Passage provided.
::::::
Heinrich Heine was born in Düsseldorf, Germany, to assimilated Jewish parents. Heine’s uncle was a powerful banker who supported Heine for much of his life, only to write him out of his will. Heine attended university in Bonn, Göttingen, and Berlin, ostensibly studying law but in truth focusing his efforts and attention on poetry and literature. Because of repressive anti-Jewish laws, Heine converted to Protestantism in an effort to secure a job. His experiences of persecution at the hands of an anti-Semitic state meant that, even as Heine took part in the German Romantic movement, his poetry is widely seen as inaugurating the post-Romantic crisis, wherein art was seen as insufficient to overcome the traumas of modernity. Heine’s poetry draws on Romantic tropes and language, but discovers again and again how such conventions are in fatal tension with reality. His poetry is often suspicious of the Romantic materials with which it’s made.

Heine wrote both poetry and prose. His famous collection Die Buch der Lieder (The Book of Songs) (1827), was written in the wake of disappointed love affairs with two of his younger cousins. In 1824, Heine traveled to the Harz mountains. He fictionalized the adventure in Die Harzreise (The Harz Journey) and followed it with four more Reisebilder (Pictures of Travel) (1826-31). These works, with their blend of fact and fiction, autobiography and social criticism, helped secure Heine’s literary reputation. His final collection Ideen. Das Buch Le Grand (Ideas. The Book Le Grand) (1827) was conceived as a travelogue of his journey into himself.
::::::
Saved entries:
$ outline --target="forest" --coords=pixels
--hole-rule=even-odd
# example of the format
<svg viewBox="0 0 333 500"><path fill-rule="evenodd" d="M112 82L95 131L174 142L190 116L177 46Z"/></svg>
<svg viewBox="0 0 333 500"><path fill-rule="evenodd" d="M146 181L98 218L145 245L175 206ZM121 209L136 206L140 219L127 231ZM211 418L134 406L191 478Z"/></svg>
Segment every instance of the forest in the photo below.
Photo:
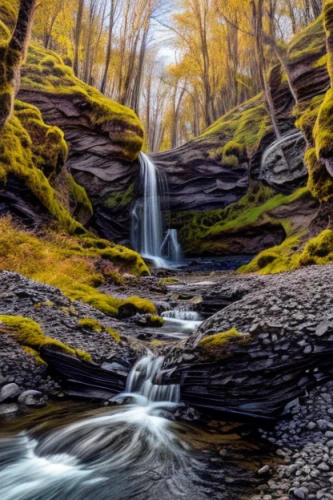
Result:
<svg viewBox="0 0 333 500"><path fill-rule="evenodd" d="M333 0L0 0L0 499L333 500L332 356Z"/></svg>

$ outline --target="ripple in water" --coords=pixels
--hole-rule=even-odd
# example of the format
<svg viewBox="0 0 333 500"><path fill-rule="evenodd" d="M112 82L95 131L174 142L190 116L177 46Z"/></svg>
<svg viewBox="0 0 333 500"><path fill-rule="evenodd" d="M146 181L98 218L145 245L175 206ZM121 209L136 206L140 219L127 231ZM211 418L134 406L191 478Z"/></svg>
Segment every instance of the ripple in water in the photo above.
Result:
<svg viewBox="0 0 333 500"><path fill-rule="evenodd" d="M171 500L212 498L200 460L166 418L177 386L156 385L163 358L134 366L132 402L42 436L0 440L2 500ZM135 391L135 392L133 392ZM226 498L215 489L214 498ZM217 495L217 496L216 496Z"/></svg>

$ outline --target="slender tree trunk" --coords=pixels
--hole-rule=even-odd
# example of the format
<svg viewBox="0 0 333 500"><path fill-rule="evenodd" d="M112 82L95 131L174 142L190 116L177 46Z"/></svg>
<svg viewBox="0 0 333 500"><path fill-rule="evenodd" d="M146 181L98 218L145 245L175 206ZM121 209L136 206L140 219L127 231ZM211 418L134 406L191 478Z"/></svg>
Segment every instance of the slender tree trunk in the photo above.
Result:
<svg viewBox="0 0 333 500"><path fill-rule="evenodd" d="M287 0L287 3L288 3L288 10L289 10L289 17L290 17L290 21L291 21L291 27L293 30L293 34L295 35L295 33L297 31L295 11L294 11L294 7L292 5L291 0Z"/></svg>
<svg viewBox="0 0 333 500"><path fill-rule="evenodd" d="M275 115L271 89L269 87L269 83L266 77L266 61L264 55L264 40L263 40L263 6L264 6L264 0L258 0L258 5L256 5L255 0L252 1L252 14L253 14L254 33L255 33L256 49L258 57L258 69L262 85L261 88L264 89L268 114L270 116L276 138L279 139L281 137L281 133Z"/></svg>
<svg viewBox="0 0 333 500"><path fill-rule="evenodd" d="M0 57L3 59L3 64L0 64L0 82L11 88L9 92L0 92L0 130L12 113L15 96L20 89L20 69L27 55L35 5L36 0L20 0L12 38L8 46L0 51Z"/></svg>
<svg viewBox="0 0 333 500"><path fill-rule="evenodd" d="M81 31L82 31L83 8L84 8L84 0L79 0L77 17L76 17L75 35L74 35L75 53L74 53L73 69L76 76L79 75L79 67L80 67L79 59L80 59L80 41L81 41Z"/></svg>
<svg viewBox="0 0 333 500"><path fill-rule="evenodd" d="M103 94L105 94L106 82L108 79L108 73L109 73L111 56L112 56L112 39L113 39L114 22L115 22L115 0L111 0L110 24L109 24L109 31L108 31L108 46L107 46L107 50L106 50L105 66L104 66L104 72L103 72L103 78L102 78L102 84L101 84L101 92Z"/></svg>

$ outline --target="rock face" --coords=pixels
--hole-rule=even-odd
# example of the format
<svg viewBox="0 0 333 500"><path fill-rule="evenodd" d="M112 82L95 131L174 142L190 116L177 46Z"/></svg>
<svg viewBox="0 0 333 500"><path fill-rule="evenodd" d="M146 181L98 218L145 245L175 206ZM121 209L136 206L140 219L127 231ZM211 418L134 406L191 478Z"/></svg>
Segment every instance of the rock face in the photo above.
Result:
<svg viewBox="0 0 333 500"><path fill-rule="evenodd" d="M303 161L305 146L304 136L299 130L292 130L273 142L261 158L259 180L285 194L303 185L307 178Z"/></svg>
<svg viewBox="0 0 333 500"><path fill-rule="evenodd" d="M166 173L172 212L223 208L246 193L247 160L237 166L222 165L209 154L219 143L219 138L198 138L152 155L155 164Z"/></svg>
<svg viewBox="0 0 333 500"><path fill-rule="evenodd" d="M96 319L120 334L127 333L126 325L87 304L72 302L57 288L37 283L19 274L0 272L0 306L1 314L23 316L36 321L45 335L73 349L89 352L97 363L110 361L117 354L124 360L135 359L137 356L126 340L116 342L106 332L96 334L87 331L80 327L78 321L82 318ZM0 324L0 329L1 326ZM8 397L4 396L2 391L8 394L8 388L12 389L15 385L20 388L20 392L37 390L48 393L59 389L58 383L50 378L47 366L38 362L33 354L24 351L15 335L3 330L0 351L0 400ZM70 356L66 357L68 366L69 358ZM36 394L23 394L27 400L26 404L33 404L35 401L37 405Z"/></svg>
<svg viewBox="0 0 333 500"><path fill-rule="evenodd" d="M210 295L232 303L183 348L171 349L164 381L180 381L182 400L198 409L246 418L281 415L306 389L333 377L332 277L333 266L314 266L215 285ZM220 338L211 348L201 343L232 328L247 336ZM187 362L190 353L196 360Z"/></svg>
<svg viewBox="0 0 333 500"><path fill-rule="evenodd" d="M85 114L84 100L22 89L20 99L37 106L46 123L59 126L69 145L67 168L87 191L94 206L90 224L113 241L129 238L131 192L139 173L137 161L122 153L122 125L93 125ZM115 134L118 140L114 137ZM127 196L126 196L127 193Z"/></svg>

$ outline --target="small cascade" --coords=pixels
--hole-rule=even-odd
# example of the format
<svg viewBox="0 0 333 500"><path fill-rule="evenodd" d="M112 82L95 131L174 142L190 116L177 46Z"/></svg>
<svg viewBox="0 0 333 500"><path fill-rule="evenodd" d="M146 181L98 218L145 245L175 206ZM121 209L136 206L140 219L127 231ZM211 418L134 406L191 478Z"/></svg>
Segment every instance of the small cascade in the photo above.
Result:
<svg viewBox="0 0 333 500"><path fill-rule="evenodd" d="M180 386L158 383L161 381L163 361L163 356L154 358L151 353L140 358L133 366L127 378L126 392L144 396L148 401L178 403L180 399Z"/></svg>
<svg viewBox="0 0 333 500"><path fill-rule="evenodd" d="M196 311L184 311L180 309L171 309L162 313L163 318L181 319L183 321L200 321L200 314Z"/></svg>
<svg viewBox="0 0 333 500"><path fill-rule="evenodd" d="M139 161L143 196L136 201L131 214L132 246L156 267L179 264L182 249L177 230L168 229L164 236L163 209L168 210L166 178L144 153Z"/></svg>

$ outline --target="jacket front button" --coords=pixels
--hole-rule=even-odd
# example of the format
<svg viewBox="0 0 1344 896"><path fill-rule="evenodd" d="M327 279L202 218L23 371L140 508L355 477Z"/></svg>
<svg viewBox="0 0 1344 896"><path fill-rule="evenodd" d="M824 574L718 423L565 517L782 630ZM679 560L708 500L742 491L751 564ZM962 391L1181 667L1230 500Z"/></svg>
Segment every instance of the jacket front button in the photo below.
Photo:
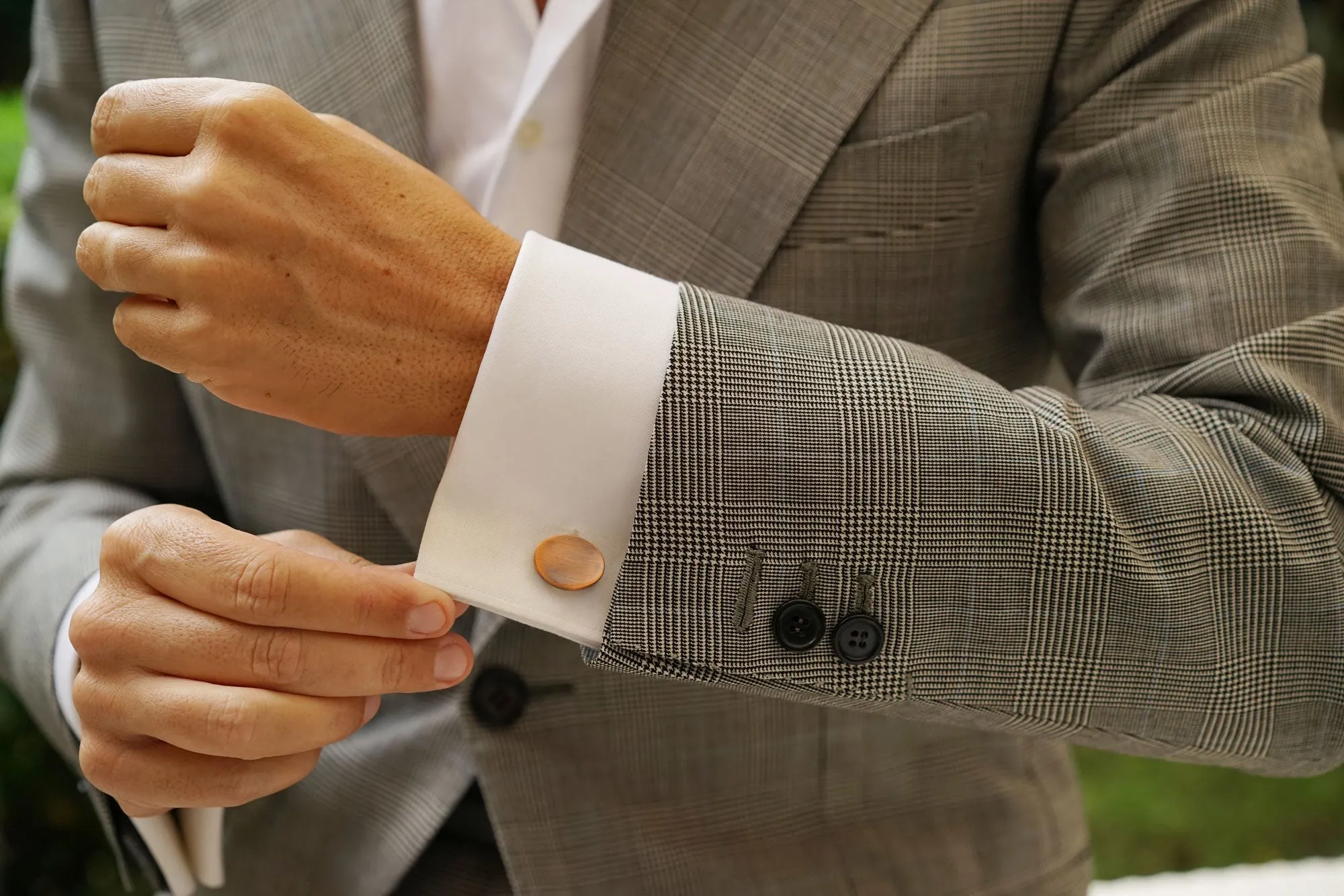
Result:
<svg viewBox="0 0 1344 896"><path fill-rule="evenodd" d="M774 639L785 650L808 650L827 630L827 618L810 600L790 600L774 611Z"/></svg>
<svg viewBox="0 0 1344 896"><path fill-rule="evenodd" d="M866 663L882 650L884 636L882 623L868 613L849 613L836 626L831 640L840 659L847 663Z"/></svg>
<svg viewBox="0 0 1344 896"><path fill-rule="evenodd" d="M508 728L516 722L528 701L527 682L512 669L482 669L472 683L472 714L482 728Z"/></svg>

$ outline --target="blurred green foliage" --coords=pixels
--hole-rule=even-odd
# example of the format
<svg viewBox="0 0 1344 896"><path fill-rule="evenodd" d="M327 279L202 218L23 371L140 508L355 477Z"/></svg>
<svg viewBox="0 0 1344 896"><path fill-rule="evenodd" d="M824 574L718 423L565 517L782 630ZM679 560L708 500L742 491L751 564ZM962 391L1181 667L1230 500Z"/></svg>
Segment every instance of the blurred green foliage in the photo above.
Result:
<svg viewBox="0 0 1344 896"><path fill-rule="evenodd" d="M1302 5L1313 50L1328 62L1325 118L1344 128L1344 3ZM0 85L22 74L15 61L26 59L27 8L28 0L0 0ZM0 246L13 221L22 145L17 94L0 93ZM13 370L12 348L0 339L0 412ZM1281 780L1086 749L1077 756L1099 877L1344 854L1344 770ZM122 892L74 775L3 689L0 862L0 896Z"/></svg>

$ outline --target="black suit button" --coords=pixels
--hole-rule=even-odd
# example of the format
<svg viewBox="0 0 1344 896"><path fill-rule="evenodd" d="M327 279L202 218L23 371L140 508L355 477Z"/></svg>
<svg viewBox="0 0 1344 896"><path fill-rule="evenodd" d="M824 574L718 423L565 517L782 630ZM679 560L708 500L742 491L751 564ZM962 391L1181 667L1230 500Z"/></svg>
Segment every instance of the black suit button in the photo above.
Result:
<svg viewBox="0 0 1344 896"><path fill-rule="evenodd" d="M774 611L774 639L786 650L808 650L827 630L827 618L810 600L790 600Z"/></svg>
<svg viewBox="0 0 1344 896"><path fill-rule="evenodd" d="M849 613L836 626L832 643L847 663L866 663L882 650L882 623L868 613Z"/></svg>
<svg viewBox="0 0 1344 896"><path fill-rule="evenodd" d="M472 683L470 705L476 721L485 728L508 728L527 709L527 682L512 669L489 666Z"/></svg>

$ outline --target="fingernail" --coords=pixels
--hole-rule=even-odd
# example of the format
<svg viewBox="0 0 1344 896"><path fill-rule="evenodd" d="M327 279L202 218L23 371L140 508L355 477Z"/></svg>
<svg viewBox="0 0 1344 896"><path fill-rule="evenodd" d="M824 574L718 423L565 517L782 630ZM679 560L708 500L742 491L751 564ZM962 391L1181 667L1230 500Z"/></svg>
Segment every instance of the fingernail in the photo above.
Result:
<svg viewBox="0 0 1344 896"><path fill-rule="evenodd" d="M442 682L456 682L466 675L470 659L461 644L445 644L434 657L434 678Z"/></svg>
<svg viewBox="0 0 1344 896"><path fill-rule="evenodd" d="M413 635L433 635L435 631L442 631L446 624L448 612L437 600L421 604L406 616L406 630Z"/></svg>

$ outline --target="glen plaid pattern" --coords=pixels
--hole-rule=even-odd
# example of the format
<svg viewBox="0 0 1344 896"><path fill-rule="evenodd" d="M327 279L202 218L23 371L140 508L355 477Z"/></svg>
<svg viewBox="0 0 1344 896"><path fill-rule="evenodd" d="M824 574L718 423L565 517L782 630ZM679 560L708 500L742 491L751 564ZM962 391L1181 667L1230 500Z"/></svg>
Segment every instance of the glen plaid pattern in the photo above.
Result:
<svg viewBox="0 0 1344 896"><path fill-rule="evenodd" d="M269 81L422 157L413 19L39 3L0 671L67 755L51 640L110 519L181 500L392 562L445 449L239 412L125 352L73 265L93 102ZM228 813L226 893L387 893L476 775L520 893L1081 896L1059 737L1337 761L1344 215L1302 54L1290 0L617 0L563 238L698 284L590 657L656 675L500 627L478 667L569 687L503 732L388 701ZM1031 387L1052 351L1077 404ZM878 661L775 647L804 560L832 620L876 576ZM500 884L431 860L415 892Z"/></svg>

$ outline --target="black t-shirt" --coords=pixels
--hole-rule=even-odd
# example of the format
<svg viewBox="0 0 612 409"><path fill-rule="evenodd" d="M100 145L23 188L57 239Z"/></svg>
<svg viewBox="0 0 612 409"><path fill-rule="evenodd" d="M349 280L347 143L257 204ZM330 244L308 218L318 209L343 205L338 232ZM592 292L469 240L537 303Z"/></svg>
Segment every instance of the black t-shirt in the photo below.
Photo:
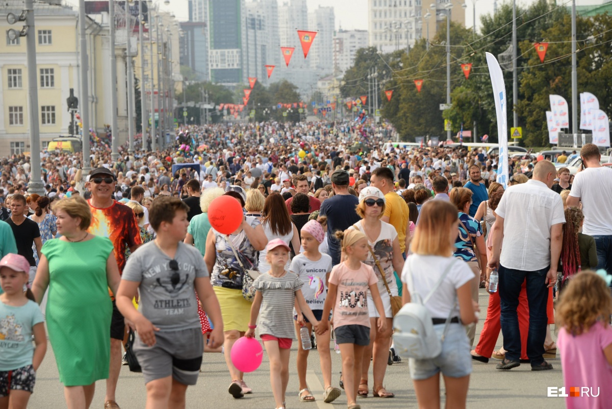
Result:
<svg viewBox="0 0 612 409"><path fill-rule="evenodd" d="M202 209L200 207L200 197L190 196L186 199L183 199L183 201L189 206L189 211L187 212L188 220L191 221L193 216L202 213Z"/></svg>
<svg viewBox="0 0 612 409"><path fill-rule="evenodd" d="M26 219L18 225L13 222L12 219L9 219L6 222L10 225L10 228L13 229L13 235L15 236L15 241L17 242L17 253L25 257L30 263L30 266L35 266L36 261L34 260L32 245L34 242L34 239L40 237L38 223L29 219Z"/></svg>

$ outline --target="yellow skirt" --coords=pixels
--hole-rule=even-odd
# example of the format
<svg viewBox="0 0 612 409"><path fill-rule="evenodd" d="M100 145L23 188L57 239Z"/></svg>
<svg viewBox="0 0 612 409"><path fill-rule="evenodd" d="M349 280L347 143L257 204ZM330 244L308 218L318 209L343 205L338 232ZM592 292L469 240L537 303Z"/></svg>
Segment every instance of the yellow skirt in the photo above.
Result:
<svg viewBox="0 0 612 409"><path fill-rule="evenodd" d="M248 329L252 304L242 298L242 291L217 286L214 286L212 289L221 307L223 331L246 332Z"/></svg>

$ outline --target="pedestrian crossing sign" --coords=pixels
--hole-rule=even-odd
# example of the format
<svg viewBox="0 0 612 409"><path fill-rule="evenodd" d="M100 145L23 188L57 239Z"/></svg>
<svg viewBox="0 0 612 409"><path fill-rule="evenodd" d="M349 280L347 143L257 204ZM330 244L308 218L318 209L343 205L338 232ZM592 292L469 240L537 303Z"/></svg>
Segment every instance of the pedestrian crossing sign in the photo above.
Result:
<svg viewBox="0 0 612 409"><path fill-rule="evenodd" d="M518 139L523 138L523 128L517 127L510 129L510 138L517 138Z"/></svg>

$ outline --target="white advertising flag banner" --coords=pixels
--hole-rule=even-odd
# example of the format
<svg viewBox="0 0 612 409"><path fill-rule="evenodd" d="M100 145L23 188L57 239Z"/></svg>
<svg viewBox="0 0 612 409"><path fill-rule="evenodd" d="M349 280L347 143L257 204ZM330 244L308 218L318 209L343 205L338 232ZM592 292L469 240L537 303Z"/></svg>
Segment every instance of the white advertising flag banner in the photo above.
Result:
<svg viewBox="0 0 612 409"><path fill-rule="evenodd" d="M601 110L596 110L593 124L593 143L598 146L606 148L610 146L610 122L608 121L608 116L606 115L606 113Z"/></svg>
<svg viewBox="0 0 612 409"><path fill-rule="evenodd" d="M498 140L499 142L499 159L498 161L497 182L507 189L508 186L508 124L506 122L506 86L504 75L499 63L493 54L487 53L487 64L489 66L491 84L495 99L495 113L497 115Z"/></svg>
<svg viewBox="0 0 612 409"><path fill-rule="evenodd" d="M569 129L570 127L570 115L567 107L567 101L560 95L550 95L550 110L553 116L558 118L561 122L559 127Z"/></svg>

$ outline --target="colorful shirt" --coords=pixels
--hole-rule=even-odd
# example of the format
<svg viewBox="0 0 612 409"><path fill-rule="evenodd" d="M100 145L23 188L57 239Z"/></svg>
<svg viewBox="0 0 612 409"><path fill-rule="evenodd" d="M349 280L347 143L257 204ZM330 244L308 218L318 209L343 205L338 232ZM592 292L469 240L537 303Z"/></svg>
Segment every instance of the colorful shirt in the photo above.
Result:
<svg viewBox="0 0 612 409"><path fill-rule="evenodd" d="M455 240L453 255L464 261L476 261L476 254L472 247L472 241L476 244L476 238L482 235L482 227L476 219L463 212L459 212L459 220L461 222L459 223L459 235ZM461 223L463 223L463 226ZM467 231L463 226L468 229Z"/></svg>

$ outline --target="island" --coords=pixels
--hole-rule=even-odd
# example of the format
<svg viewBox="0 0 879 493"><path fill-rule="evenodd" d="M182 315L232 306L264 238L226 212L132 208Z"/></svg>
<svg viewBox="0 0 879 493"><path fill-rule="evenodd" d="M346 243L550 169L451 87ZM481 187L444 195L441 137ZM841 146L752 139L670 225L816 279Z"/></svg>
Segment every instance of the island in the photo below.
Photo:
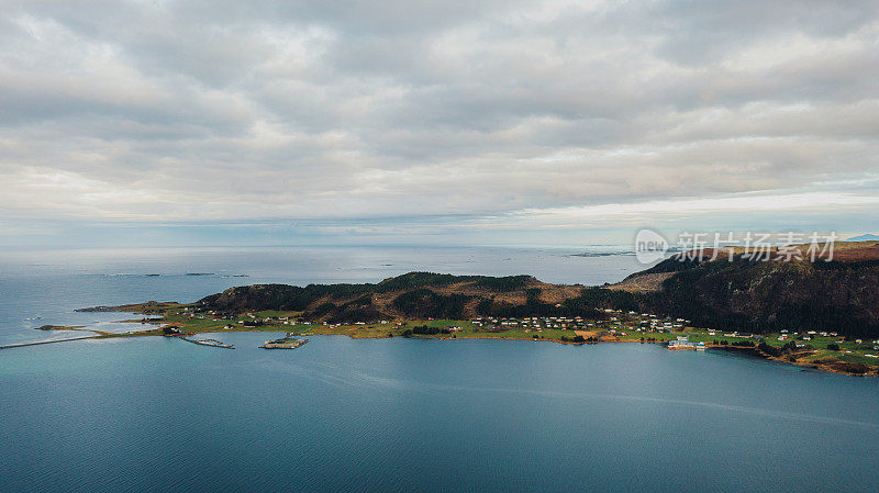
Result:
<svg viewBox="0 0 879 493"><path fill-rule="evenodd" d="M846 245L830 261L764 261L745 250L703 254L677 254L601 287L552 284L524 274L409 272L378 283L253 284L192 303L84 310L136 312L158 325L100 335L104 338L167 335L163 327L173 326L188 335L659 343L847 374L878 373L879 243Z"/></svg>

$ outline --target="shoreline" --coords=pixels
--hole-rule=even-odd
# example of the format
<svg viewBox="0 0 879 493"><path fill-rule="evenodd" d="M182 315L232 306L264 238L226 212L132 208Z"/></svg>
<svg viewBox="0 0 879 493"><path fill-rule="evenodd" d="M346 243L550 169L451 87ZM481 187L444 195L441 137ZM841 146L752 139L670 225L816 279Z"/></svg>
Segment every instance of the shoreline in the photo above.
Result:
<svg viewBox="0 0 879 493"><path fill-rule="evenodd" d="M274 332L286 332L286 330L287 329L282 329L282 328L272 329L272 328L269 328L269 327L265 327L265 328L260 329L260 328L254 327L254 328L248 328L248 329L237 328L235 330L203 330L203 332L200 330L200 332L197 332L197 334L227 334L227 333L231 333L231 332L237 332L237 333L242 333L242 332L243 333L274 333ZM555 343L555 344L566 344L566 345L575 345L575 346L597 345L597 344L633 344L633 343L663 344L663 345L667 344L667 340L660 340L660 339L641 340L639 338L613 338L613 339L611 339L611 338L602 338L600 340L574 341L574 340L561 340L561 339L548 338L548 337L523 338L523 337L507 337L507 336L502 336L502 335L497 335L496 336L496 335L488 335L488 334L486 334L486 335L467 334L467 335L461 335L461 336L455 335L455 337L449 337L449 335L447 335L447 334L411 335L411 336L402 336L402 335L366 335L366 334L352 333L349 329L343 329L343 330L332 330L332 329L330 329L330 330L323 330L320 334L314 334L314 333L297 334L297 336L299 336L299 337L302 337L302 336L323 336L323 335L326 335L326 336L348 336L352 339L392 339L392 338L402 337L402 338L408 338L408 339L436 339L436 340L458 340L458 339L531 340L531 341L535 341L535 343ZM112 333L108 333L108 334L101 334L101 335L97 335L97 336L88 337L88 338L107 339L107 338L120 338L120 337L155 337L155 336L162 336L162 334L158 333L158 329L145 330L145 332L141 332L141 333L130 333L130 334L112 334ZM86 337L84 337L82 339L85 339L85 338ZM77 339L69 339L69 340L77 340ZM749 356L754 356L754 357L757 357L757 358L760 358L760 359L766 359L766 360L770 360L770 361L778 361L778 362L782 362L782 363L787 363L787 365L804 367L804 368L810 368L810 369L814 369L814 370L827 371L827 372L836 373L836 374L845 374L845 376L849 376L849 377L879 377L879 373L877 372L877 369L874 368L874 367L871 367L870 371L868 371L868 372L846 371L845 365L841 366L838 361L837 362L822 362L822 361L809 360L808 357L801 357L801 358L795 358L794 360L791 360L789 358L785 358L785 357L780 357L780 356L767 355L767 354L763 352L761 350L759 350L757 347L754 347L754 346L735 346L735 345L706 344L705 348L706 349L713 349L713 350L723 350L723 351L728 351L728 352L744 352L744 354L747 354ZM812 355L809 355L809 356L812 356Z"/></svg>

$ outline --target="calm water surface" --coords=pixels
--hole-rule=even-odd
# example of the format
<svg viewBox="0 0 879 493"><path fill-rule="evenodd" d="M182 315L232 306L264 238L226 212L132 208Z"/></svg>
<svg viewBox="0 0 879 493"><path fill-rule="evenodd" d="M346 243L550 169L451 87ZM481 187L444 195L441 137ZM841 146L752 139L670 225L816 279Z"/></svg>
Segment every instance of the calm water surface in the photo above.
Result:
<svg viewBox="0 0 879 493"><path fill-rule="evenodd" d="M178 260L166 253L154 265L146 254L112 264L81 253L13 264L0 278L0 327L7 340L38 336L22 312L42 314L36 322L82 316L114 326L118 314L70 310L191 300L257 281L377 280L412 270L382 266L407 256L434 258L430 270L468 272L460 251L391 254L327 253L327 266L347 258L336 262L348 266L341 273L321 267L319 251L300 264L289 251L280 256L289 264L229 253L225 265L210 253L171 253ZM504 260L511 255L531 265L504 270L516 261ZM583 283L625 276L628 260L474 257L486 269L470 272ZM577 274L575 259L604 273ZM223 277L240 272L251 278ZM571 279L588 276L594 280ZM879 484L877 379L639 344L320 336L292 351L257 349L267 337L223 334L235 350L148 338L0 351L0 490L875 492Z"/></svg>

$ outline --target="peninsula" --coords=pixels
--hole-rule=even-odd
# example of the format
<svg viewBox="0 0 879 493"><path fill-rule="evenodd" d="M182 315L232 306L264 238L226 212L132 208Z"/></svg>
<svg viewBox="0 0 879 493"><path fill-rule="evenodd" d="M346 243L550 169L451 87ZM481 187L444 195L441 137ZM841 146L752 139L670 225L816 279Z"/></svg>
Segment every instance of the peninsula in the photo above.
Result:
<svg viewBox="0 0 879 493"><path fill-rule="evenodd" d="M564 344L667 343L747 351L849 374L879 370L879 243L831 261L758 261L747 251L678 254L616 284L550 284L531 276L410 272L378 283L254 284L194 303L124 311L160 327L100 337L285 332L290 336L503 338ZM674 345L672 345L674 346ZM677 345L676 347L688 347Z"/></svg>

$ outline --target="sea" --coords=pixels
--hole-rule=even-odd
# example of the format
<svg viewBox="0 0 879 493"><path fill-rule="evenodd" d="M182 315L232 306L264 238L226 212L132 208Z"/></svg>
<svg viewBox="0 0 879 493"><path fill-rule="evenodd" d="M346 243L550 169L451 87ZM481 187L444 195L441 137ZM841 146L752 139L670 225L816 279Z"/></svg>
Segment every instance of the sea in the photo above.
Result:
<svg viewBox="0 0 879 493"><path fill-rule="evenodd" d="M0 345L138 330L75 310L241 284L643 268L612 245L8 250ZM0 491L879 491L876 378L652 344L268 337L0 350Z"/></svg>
::::::
What you should do. Reproduce the part of the passage on Heinrich Heine that starts with "Heine wrote both" and goes on through "journey into himself.".

Answer to this task.
Heine wrote both poetry and prose. His famous collection Die Buch der Lieder (The Book of Songs) (1827), was written in the wake of disappointed love affairs with two of his younger cousins. In 1824, Heine traveled to the Harz mountains. He fictionalized the adventure in Die Harzreise (The Harz Journey) and followed it with four more Reisebilder (Pictures of Travel) (1826-31). These works, with their blend of fact and fiction, autobiography and social criticism, helped secure Heine’s literary reputation. His final collection Ideen. Das Buch Le Grand (Ideas. The Book Le Grand) (1827) was conceived as a travelogue of his journey into himself.